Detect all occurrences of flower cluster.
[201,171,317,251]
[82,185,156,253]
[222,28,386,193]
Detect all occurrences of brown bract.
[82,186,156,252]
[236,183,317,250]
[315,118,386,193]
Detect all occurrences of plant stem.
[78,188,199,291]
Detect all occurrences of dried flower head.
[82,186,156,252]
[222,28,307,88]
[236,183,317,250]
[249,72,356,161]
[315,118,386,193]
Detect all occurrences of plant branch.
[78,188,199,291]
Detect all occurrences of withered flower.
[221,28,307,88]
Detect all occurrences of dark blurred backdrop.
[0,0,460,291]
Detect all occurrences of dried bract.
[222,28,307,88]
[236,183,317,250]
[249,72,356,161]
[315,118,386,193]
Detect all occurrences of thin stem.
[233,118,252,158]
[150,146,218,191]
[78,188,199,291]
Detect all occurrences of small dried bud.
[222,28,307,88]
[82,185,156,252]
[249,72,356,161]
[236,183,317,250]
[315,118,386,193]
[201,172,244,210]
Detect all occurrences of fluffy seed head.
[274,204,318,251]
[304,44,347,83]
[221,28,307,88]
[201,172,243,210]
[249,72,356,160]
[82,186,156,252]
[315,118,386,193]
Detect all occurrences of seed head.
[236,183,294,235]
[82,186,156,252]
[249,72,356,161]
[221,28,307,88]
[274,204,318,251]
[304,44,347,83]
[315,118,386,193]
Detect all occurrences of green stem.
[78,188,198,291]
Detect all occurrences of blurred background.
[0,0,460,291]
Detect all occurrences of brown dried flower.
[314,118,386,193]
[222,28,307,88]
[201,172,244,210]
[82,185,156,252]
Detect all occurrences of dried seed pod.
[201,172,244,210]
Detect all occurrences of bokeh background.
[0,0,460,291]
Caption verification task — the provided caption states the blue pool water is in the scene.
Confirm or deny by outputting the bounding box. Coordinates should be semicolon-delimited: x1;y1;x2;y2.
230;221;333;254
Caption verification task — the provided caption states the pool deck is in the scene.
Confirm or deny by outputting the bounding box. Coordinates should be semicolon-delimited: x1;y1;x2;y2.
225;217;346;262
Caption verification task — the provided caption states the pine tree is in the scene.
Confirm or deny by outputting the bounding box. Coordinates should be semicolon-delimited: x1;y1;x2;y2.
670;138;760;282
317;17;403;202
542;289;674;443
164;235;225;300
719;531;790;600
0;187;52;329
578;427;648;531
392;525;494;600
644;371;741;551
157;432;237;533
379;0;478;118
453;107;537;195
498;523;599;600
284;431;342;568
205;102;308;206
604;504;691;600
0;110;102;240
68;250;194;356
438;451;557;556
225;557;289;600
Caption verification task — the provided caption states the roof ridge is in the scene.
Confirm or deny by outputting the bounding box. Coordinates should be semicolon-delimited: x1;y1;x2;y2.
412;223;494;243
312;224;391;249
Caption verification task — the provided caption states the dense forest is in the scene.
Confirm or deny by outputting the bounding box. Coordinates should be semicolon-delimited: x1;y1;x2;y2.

Aim: Pull out every line of the data above that contains the word "task".

Exercise response:
Caption verification task — the provided caption states the blue pool water is in the scene.
Caption verification task — the provided caption states the pool deck is in the scene.
Caption verification task — the provided caption states the pine tree is in the scene.
Caption verification task — the provided caption states the roof ridge is in the scene.
Caption verification task — the provided caption states the dense forest is in the scene.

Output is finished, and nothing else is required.